▶ **Aim of the task**:
In the data below, edit the part that opens with the line containing "Locate the clump of flowers." and closes with the line containing "[1199,277,1292,410]" by replacing "carpet" with "rug" and leaving everything else unchanged. Omit the pictures from your answer.

Excerpts of bounding box data:

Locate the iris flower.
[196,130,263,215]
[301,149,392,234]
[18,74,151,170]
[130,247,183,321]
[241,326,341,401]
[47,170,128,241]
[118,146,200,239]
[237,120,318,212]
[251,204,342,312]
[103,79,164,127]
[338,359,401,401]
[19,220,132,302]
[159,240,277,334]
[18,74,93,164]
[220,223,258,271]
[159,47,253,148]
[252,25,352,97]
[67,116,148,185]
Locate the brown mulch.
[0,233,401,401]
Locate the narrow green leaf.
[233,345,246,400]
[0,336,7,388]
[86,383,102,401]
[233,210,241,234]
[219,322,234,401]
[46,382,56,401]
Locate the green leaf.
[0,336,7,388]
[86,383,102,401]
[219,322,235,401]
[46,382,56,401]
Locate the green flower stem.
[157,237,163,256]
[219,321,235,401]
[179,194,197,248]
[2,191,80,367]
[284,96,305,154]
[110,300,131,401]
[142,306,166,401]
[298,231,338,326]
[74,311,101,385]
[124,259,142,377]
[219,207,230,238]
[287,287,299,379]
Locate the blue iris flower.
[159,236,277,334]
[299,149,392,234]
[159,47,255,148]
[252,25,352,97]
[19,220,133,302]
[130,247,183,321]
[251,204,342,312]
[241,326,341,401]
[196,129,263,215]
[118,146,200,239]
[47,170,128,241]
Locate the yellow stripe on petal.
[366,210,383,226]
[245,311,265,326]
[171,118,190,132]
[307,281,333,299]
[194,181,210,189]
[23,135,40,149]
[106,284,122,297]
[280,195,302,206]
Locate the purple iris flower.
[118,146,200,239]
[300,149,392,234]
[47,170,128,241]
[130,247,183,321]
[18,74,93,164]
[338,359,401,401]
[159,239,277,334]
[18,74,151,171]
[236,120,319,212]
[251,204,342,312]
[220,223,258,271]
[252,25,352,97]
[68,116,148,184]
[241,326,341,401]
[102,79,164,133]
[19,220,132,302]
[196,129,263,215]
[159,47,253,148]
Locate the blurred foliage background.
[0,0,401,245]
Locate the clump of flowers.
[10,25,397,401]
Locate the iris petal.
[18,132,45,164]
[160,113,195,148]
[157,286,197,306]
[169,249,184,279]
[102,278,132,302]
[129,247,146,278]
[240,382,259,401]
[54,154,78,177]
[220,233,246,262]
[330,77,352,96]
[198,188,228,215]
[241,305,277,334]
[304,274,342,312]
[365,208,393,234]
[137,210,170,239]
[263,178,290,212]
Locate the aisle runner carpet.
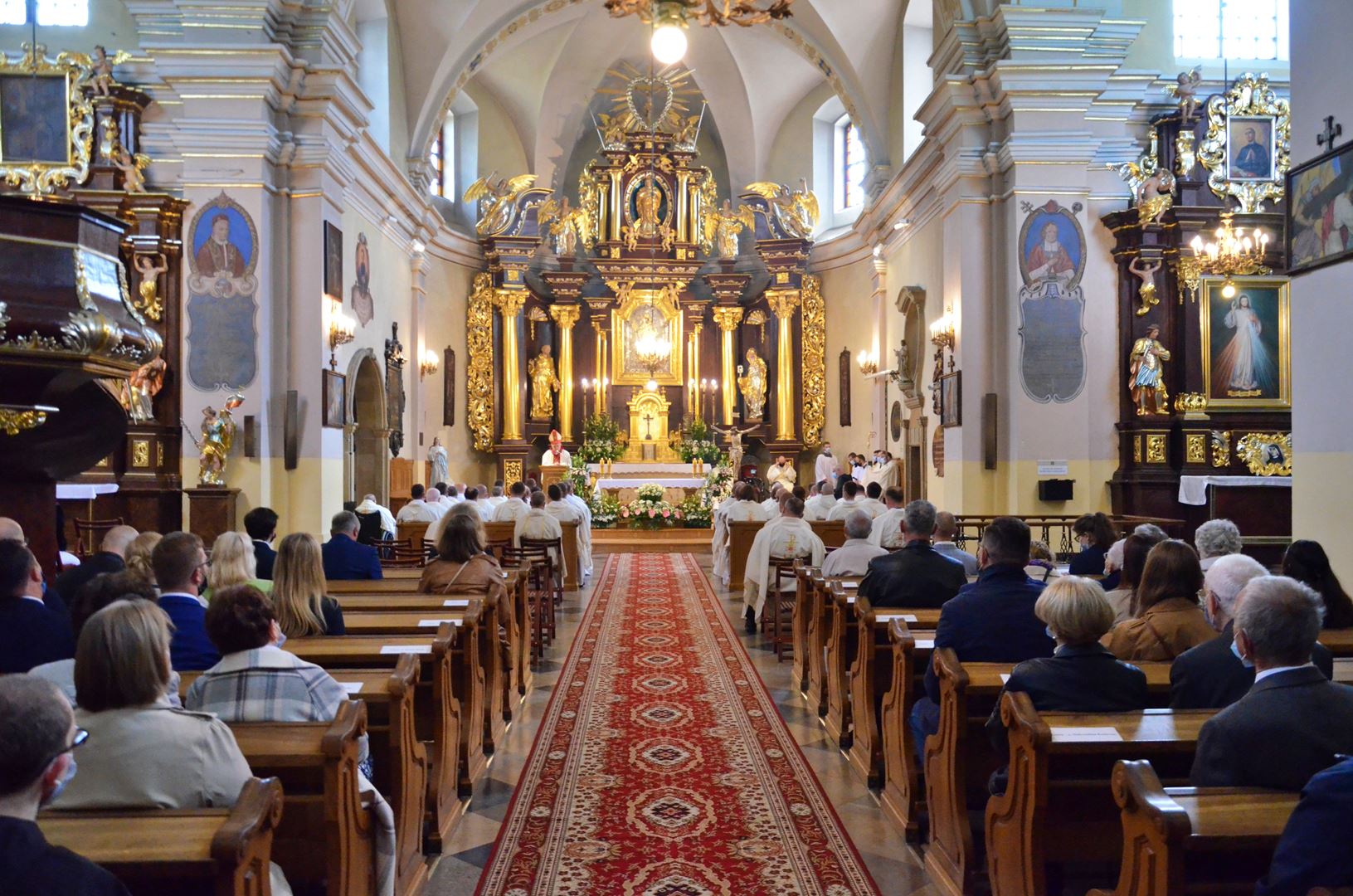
[479,553,878,896]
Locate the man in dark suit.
[0,540,75,674]
[1170,553,1334,709]
[859,501,967,608]
[321,510,384,581]
[912,517,1055,752]
[56,525,138,604]
[245,508,277,579]
[1190,575,1353,791]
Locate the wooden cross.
[1315,115,1344,149]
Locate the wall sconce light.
[418,348,437,379]
[326,295,358,371]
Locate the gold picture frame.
[1235,433,1292,476]
[1197,71,1292,215]
[0,43,94,197]
[1199,276,1292,410]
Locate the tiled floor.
[426,555,937,896]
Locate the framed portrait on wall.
[1285,144,1353,275]
[1199,277,1292,410]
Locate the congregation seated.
[931,510,978,575]
[321,511,389,582]
[1282,538,1353,628]
[859,501,967,608]
[1170,553,1334,709]
[1104,538,1216,660]
[1254,758,1353,896]
[1194,519,1245,572]
[272,532,348,637]
[1068,513,1117,575]
[54,525,139,608]
[0,538,75,674]
[245,508,277,581]
[1190,575,1353,791]
[149,532,221,681]
[202,532,272,604]
[0,675,127,896]
[823,510,888,575]
[909,517,1055,754]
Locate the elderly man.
[1190,575,1353,793]
[869,487,907,548]
[1194,519,1245,572]
[823,510,888,575]
[742,497,827,632]
[1170,553,1334,709]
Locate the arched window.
[1175,0,1288,61]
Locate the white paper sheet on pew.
[1053,727,1123,743]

▶ **The solution**:
Locate the clump of flowers.
[10,25,397,401]
Locate the iris petal.
[18,132,45,164]
[160,113,195,148]
[157,286,197,306]
[169,249,184,279]
[102,278,132,302]
[129,247,146,278]
[240,382,259,401]
[54,154,78,177]
[220,233,246,262]
[330,77,352,96]
[198,188,228,215]
[241,305,277,334]
[304,274,342,312]
[365,208,393,234]
[137,210,170,239]
[263,178,290,212]
Locate the aisle runner rug.
[479,553,878,896]
Locate the man in dark suit.
[0,540,75,674]
[1170,553,1334,709]
[859,501,967,608]
[321,510,384,581]
[912,517,1055,752]
[56,525,138,604]
[245,508,277,579]
[1190,575,1353,791]
Locate the wooden cross.
[1315,115,1344,149]
Locate the wall sconce light.
[418,348,437,379]
[326,295,358,371]
Locate the gold picture frame.
[1235,433,1292,476]
[1197,71,1292,215]
[0,43,94,197]
[1199,276,1292,410]
Locate the tiled floor.
[426,555,937,896]
Locate the framed portrait on wall.
[1285,144,1353,275]
[1199,277,1292,410]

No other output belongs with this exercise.